Direction »
Count how many lines in the material below contain the string "light", with case counting, and reply with that number alone.

Stored records »
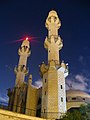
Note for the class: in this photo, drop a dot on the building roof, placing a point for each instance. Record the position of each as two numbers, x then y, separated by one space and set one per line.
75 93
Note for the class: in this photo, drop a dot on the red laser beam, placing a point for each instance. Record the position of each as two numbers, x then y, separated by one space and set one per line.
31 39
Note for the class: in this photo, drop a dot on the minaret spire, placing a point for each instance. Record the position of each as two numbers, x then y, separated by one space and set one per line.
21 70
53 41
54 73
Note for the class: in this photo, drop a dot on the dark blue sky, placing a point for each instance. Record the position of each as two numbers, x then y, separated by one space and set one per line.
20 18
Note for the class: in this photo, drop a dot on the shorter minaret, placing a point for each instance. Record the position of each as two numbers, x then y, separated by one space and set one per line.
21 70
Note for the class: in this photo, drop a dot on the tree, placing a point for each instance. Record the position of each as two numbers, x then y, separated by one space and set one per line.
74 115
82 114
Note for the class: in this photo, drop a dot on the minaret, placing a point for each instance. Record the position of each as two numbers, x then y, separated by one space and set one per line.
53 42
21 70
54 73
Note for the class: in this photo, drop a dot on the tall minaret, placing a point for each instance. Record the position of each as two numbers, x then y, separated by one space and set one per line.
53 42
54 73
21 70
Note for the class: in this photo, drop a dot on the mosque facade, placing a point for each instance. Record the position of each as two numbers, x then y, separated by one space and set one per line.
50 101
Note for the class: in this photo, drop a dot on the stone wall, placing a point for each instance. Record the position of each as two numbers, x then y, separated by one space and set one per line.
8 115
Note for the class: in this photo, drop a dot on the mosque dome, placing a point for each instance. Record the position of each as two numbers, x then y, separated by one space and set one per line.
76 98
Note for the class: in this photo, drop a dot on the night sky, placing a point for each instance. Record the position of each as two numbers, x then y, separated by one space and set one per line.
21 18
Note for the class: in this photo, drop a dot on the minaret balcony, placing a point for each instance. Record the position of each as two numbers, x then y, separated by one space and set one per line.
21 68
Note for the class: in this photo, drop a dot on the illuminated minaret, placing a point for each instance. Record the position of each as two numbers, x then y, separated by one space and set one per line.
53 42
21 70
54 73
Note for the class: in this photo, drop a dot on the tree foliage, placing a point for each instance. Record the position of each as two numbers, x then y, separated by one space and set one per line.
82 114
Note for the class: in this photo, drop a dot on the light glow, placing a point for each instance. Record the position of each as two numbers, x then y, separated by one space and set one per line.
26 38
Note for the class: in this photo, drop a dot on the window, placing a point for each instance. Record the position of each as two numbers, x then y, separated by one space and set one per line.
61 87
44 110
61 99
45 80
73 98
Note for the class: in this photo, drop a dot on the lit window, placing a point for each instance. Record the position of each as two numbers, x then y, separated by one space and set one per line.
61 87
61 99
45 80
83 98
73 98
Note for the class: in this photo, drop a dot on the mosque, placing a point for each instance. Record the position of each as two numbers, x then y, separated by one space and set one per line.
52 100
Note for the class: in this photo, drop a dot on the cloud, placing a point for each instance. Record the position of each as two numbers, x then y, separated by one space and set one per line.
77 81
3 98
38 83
...
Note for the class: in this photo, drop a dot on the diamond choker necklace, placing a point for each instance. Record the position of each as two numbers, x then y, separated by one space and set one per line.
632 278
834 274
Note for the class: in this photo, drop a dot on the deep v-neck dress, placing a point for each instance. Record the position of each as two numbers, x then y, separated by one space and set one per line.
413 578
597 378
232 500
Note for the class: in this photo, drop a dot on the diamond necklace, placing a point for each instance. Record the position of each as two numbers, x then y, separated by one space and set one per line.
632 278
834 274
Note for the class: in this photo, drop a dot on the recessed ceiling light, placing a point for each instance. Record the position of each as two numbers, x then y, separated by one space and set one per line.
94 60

Result below »
2